_Exercise aim_
Update the items below, changing every occurrence of "Box format" to "Coordinate format" and leaving all other text unchanged. Omit the pictures from your answer.
--- Raw data ---
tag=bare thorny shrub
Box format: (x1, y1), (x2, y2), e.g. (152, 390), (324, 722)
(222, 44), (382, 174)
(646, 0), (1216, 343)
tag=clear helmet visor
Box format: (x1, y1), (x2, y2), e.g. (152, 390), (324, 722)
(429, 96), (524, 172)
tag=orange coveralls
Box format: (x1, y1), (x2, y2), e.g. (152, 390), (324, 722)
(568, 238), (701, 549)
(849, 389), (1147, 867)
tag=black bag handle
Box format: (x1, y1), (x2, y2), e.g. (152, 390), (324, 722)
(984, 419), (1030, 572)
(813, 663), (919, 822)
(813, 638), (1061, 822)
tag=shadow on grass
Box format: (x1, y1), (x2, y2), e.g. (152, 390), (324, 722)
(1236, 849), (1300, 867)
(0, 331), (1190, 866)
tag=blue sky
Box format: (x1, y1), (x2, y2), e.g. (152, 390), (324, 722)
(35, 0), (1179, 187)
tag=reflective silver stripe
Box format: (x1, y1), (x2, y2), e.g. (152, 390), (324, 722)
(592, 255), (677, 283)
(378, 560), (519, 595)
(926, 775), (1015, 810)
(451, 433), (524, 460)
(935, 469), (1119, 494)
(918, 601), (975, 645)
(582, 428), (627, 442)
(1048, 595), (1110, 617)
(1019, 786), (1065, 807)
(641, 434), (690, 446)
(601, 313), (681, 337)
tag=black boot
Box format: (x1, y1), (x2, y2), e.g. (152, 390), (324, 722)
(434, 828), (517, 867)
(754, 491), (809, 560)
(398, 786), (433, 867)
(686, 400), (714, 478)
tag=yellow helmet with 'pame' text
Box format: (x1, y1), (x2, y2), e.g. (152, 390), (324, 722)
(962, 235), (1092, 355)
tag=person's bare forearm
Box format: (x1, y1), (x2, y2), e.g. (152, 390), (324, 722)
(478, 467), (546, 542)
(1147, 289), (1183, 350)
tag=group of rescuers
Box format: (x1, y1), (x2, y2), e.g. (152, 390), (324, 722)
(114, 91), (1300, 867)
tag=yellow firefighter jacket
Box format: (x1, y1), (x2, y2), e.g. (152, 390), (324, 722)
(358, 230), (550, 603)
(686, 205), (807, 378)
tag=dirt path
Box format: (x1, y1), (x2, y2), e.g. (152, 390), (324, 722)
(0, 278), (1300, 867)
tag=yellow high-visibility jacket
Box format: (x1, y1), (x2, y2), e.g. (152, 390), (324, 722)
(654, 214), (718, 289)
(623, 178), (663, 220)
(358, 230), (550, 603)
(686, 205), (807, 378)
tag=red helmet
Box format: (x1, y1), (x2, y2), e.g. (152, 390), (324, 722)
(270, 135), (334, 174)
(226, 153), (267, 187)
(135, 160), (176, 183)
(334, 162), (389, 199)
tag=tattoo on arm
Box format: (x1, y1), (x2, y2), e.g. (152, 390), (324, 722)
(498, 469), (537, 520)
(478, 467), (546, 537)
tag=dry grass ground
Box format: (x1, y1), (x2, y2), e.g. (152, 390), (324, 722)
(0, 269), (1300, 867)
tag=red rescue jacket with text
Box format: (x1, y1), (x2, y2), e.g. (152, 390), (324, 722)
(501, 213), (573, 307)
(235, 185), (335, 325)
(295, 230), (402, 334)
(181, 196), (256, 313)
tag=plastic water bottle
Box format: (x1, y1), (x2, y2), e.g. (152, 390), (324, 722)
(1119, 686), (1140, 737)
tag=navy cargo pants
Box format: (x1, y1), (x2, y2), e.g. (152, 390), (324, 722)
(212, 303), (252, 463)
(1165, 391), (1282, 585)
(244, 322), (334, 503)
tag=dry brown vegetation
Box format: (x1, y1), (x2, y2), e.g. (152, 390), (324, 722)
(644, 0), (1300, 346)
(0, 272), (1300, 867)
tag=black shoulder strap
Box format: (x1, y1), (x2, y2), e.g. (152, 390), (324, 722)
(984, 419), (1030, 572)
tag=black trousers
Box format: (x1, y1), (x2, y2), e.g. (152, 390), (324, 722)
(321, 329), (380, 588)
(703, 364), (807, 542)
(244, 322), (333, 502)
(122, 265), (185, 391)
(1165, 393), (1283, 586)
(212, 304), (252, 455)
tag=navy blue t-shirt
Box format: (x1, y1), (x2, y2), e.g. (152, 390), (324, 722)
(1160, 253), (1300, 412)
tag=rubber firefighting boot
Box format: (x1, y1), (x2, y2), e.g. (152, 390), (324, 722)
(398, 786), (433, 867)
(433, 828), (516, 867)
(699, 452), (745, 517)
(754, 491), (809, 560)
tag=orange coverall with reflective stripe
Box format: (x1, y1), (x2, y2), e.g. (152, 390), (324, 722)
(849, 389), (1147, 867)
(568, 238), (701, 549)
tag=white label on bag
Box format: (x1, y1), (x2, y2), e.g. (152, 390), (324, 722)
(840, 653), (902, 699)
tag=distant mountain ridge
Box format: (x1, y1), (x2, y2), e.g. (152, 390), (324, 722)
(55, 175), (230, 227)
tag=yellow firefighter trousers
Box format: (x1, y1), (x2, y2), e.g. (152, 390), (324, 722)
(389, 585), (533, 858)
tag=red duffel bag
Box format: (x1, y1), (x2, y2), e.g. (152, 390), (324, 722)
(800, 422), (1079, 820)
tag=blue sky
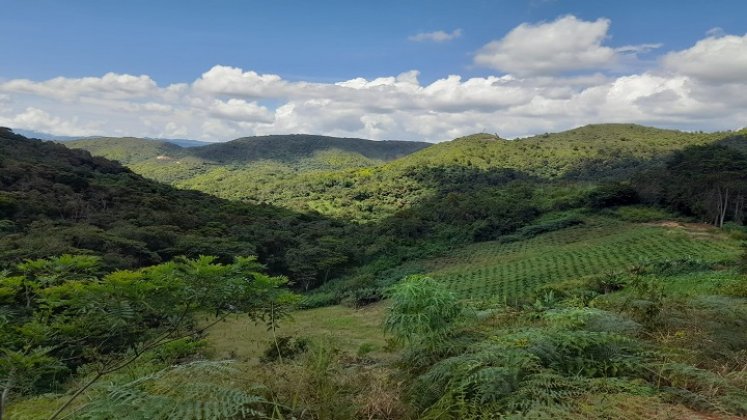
---
_Result of the exercise_
tag=bare thorny shrub
Coordinate format: (x1, y1), (x2, y2), e.g. (152, 390), (324, 722)
(222, 44), (382, 174)
(646, 0), (1216, 343)
tag=clear helmet visor
Coordinate format: (x1, y1), (x2, y2), e.g. (152, 390), (324, 722)
(429, 96), (524, 172)
tag=orange coveralls
Coordinate format: (x1, y1), (x2, y2), e.g. (152, 390), (324, 722)
(568, 238), (701, 549)
(849, 389), (1147, 867)
tag=black bag handle
Coordinate format: (x1, y1), (x2, y2), e.g. (152, 390), (324, 722)
(984, 419), (1030, 572)
(813, 663), (919, 822)
(813, 638), (1061, 822)
tag=shadow on grass
Coordinate format: (x1, y1), (x2, y2), e.g. (152, 390), (324, 722)
(1236, 849), (1300, 867)
(0, 331), (1190, 866)
tag=blue sky
Coordinate format: (x1, y1), (x2, y2), e.g. (152, 390), (324, 722)
(35, 0), (1179, 187)
tag=reflective silver stripe
Coordinate format: (x1, y1), (x2, y2), e.g. (152, 390), (324, 722)
(592, 255), (677, 283)
(378, 560), (519, 595)
(926, 775), (1015, 810)
(451, 433), (524, 460)
(935, 469), (1119, 494)
(918, 601), (975, 645)
(582, 428), (627, 442)
(1048, 595), (1110, 617)
(1019, 786), (1065, 807)
(641, 434), (690, 446)
(601, 313), (681, 337)
tag=black boot
Coordinate format: (x1, y1), (x2, y2), e.g. (152, 390), (324, 722)
(434, 828), (517, 867)
(754, 491), (809, 560)
(398, 786), (433, 867)
(686, 400), (714, 478)
tag=yellow helmet with 'pame' text
Coordinate format: (x1, y1), (x2, y2), e.g. (152, 390), (324, 722)
(962, 235), (1092, 355)
tag=person's bare forearm
Coordinate format: (x1, y1), (x2, y2), e.g. (152, 390), (324, 722)
(478, 467), (546, 542)
(1147, 289), (1183, 350)
tag=group of rescuers
Coordinate format: (x1, y1), (x2, y2), e.g. (152, 390), (324, 722)
(114, 91), (1300, 867)
tag=yellow firefighter jacket
Coordinate format: (x1, y1), (x2, y2), e.g. (152, 390), (324, 722)
(358, 230), (550, 603)
(686, 205), (807, 378)
tag=dirt path
Coordinate format: (x1, y1), (x2, y2), e.g. (152, 390), (324, 722)
(0, 278), (1300, 867)
tag=yellow high-visibility jacket
Coordinate format: (x1, y1), (x2, y2), e.g. (152, 390), (324, 722)
(654, 214), (718, 289)
(623, 178), (663, 220)
(358, 230), (550, 603)
(686, 205), (807, 378)
tag=red helmet
Coordinate format: (x1, y1), (x2, y2), e.g. (152, 390), (324, 722)
(270, 135), (334, 174)
(226, 153), (267, 187)
(135, 160), (176, 183)
(334, 162), (389, 199)
tag=tattoo on arm
Coordinate format: (x1, y1), (x2, y2), e.g. (152, 390), (324, 722)
(498, 469), (537, 520)
(478, 467), (546, 537)
tag=dry grass ground
Coordinate format: (x1, y1), (x2, y2), e.g. (152, 390), (324, 722)
(0, 269), (1300, 867)
tag=red rescue jacket with text
Coordinate format: (x1, y1), (x2, y2), e.g. (152, 390), (324, 722)
(501, 213), (573, 307)
(235, 185), (335, 325)
(295, 230), (402, 334)
(181, 196), (256, 313)
tag=plastic water bottle
Coordinate format: (x1, y1), (x2, y2), e.g. (152, 390), (324, 722)
(1119, 686), (1140, 737)
tag=navy cargo pants
Coordinate format: (x1, y1), (x2, y2), e.g. (152, 390), (324, 722)
(212, 303), (252, 463)
(1165, 391), (1282, 585)
(244, 322), (334, 503)
tag=dry brown vegetation
Coordinate format: (x1, y1), (x2, y2), e.g. (152, 390), (324, 722)
(644, 0), (1300, 346)
(0, 272), (1300, 867)
tag=black shoulder strap
Coordinate format: (x1, y1), (x2, y2), e.g. (152, 390), (324, 722)
(984, 419), (1030, 572)
tag=black trousers
Coordinate format: (x1, y1), (x2, y2), e.g. (152, 390), (324, 722)
(321, 329), (380, 588)
(703, 364), (807, 542)
(244, 322), (333, 502)
(122, 265), (185, 391)
(1165, 393), (1283, 586)
(212, 304), (252, 455)
tag=navy blue t-shirt
Coordinate format: (x1, y1), (x2, y2), e.g. (152, 390), (324, 722)
(1160, 253), (1300, 412)
tag=rubber firefighting boot
Coordinate format: (x1, y1), (x2, y2), e.g. (152, 390), (324, 722)
(398, 786), (433, 867)
(433, 828), (516, 867)
(699, 452), (745, 517)
(754, 491), (809, 560)
tag=orange coverall with reflective stripe
Coordinate format: (x1, y1), (x2, y2), e.g. (152, 390), (324, 722)
(849, 389), (1147, 867)
(568, 238), (701, 549)
tag=white label on bag
Coordinate format: (x1, y1), (x2, y2), e.g. (152, 390), (324, 722)
(840, 653), (902, 699)
tag=distant mountain ridge
Coordinate format: (x1, y1), (x2, y2), e.g. (152, 390), (324, 722)
(55, 175), (230, 227)
tag=yellow firefighter trousers
Coordinate format: (x1, y1), (x2, y2), e.g. (152, 390), (324, 722)
(389, 585), (533, 858)
tag=red duffel bag
Coordinate format: (x1, y1), (x2, y2), e.g. (152, 390), (324, 722)
(800, 422), (1079, 820)
tag=blue sky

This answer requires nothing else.